**Quoted passage**
>> begin

UNITED STATES SECURITIES AND
EXCHANGE COMMISSION
Washington, D.C. 20549
FORM 8-K
CURRENT REPORT
Pursuant to Section 13 OR 15(d) of The Securities Exchange Act of 1934
Date of Report (Date of earliest event reported) March 23, 2007
BATTLE MOUNTAIN GOLD EXPLORATION CORP.
(Exact name of registrant as specified in its charter)
Nevada
(State or other jurisdiction of incorporation)
000-50399
(Commission File Number)
86-1066675
(IRS Employer Identification No.)
One East Liberty Street, Sixth Floor, Suite 9, Reno, Nevada 89504
(Address of principal executive offices and Zip Code)
(775) 686-6081
Registrant’s telephone number, including area code
N/A
(Former name or former address, if changed since last report)
Check the appropriate box below if the Form 8-K filing is intended to simultaneously satisfy the filing obligation of the registrant under any of the following provisions:
o Written communications pursuant to Rule 425 under the Securities Act (17 CFR 230.425)
o Soliciting material pursuant to Rule 14a-12 under the Exchange Act (17 CFR 240.14a-12)
o Pre-commencement communications pursuant to Rule 14d-2(b) under the Exchange Act (17 CFR 240.14d-2(b))
o Pre-commencement communications pursuant to Rule 13e-4(c) under the Exchange Act (17 CFR 240.13e-4(c))
Item 1.01 Entry Into a Material Definitive Agreement
Item 2.03 Creation of a Direct Financial Obligation or an Obligation under an Off-Balance Sheet Arrangement of a Registrant
On March 23, 2007, Battle Mountain received a loan from Royal Gold, Inc. in the amount of $13,914,552.39, of which $4,464,552.39 was paid, on Battle Mountain's behalf, to Macquarie Bank Limited and $9,450,000 was placed under escrow. On March 28, 2007, Battle Mountain entered into a Bridge Finance Facility Agreement with Royal Gold ("Facility Agreement") pursuant to which Battle Mountain will be able to borrow up to $20 million in bridge financing to satisfy debt obligations and to finance royalty acquisitions. The promissory note Battle Mountain issued to Royal Gold in connection with the $13,914,552.39 loan was superseded by a secured promissory note issued pursuant to the Facility Agreement, with the loan constituting an advance under the Facility Agreement. Amounts outstanding under the bridge facility will be convertible at any time into Battle Mountain common stock at Royal Gold’s election, at $0.60 per share. The bridge facility will mature on March 28, 2008. The maximum amount of availability under the bridge facility will be reduced to $15 million in the event Battle Mountain does not acquire an identified royalty interest. Interest on advances will accrue the LIBOR Rate plus 3%
per annum. To secure their obligations under the bridge facility, Battle Mountain and its subsidiary, BMGX (Barbados) Corporation, have granted to Royal Gold a security interest in most of their respective assets and Battle Mountain has pledged to Royal Gold its equity interests in its subsidiaries.

>> end

**Data provided**

>> begin

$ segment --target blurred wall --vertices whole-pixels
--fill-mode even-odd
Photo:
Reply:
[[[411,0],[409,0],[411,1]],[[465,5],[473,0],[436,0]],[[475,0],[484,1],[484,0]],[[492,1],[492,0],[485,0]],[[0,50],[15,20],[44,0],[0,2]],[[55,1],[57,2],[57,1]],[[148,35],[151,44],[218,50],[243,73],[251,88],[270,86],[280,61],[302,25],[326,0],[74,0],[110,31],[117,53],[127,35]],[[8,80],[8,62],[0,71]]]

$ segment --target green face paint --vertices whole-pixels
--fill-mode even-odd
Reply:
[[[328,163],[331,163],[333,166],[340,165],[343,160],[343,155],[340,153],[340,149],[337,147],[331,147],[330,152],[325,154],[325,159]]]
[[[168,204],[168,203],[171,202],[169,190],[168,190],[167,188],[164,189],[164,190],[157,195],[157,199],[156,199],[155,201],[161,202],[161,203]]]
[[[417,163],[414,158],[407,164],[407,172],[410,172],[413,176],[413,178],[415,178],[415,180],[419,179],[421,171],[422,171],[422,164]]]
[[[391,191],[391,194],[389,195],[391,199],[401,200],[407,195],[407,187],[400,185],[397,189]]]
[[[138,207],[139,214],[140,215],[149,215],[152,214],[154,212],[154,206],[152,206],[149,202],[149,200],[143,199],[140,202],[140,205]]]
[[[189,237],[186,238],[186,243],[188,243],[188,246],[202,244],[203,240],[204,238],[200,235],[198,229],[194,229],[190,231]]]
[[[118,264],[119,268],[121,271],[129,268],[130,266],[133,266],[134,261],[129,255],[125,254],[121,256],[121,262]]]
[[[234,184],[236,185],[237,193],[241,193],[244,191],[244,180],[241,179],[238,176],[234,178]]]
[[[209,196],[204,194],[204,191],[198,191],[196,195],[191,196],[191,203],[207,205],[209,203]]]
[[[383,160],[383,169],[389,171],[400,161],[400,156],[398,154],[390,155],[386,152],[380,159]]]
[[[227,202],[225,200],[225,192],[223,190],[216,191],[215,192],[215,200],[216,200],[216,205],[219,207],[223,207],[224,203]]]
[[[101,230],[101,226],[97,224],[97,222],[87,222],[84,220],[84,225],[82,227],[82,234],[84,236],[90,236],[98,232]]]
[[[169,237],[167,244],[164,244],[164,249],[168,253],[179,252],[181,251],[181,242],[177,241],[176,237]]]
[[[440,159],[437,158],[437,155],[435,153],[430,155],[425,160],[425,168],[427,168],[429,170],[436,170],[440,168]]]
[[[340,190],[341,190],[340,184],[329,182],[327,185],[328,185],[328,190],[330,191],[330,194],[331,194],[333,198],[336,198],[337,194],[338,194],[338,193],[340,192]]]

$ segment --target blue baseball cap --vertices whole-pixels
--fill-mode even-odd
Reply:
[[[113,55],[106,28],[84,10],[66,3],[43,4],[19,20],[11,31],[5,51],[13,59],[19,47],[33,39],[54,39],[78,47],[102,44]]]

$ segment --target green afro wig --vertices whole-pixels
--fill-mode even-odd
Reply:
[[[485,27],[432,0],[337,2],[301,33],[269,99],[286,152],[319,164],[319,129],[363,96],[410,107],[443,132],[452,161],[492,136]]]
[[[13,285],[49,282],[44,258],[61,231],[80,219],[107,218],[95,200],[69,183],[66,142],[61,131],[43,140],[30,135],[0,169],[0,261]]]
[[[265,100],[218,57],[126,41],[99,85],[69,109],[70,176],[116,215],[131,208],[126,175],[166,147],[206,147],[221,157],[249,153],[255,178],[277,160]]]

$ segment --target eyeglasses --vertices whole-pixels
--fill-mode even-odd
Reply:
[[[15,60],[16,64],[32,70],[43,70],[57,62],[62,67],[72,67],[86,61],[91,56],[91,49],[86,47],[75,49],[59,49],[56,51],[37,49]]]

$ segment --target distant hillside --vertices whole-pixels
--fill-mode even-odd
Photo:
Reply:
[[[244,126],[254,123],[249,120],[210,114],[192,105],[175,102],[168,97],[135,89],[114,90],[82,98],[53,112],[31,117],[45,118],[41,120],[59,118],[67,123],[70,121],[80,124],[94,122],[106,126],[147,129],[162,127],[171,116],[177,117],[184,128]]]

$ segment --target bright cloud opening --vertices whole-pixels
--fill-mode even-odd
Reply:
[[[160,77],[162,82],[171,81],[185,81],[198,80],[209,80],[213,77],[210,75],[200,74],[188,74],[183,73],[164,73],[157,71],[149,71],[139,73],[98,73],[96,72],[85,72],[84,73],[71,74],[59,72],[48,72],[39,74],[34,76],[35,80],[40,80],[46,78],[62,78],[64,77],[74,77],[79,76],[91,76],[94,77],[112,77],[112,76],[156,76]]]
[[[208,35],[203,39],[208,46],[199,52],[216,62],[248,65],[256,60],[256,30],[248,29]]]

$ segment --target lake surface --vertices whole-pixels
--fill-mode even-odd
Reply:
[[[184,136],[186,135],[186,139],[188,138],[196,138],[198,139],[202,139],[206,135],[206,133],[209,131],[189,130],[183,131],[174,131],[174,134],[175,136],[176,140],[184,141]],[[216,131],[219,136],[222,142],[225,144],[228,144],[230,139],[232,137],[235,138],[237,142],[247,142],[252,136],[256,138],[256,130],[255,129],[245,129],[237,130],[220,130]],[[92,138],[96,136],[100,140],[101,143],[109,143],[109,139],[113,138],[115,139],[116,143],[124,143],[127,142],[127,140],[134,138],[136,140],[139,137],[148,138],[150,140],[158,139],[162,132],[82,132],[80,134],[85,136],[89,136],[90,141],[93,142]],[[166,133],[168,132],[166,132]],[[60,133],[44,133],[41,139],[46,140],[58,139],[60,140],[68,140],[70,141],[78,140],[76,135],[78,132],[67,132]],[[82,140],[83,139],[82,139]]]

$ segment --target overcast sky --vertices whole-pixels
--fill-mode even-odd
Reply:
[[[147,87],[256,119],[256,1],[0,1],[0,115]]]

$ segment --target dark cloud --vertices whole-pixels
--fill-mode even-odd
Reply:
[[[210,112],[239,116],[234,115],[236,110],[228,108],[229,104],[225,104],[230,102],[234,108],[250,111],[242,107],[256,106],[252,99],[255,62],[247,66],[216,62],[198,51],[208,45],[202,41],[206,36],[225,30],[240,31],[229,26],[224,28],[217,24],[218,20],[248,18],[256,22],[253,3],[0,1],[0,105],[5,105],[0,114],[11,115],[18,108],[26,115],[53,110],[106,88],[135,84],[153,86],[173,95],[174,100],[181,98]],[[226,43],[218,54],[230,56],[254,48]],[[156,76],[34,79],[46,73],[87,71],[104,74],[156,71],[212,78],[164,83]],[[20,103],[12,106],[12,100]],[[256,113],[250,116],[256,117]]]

>> end

**Work instructions**
According to the Form 8-K filing, at what price per share can amounts outstanding under the bridge facility be converted into Battle Mountain common stock?

**Output below**
$0.60 per share, at Royal Gold's election.